REQUIRED WORK: In the listing below, a line holding "Indicate the glass" and a line holding "Indicate the tree" mark the range. Retype both exactly, with all lines between them.

PROVIDED RECORDS:
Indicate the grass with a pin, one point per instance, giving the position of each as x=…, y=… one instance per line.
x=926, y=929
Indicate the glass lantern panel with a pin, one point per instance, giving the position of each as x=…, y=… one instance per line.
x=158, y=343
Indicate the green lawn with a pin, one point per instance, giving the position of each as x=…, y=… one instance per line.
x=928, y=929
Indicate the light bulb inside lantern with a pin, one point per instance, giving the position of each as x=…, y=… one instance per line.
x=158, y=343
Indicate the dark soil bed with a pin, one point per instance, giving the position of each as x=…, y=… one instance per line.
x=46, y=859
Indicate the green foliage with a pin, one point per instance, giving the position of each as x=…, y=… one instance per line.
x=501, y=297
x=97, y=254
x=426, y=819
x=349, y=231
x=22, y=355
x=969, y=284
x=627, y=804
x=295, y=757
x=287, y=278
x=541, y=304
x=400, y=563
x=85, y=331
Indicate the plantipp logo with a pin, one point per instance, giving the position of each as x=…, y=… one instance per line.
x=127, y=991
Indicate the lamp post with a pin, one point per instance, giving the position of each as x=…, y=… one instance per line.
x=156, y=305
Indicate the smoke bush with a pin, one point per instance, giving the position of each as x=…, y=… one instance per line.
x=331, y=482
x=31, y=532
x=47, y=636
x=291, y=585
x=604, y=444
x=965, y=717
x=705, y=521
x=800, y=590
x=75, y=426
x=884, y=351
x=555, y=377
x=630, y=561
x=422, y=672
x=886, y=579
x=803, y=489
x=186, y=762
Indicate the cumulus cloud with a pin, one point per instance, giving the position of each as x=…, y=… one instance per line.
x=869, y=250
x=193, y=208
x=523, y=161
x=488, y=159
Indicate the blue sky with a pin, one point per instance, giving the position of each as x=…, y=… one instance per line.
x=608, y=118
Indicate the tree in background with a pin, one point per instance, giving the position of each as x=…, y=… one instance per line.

---

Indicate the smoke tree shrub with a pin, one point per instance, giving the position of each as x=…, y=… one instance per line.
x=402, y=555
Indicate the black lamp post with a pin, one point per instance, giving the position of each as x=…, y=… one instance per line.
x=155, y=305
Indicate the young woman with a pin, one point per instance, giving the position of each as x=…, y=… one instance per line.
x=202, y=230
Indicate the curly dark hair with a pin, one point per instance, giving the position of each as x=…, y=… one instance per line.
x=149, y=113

PROBLEM SOLUTION:
Indicate the glass lantern panel with a pin, one point per instance, giving the position of each as x=…, y=… one instance per line.
x=158, y=343
Indicate the green lawn with a pin, one point per instance, giving the position of each as x=…, y=… one instance per line.
x=928, y=929
Indicate the light bulb inside lantern with a pin, one point per instance, giving the position of each as x=…, y=… one instance per line.
x=158, y=343
Indicate the dark soil bed with a pin, one point per instance, giving the position of each as x=…, y=… one instance per line.
x=46, y=859
Indicate the green foliage with a pin, one point per instance, giving the position of each as x=…, y=… one instance per line.
x=501, y=297
x=97, y=254
x=426, y=819
x=349, y=231
x=22, y=355
x=969, y=284
x=627, y=804
x=295, y=757
x=287, y=278
x=541, y=304
x=400, y=563
x=85, y=331
Indicate the plantipp logo with a pin, one point per instance, giving the position of each as x=…, y=… one instance per line.
x=127, y=991
Indicate the lamp post with a pin, one point per instance, giving the position of each as x=…, y=… one instance per line.
x=156, y=305
Indicate the smoke bush with a pin, one point per instance, giving the position of each as x=…, y=… one instance per line.
x=331, y=482
x=31, y=532
x=47, y=636
x=291, y=585
x=604, y=444
x=965, y=717
x=705, y=521
x=800, y=590
x=75, y=426
x=884, y=351
x=555, y=377
x=630, y=561
x=422, y=672
x=886, y=579
x=803, y=489
x=186, y=762
Indicate the cumulus cloud with a pin, one point per instance, giving the position of each as x=…, y=… one instance per line.
x=869, y=250
x=193, y=208
x=523, y=161
x=488, y=159
Indicate the blue sky with a pin, one point per instance, giving the position of each as x=…, y=… one instance per line.
x=608, y=118
Indicate the tree in background with a pin, one point per instance, giving the position of each as x=…, y=… one instance per line.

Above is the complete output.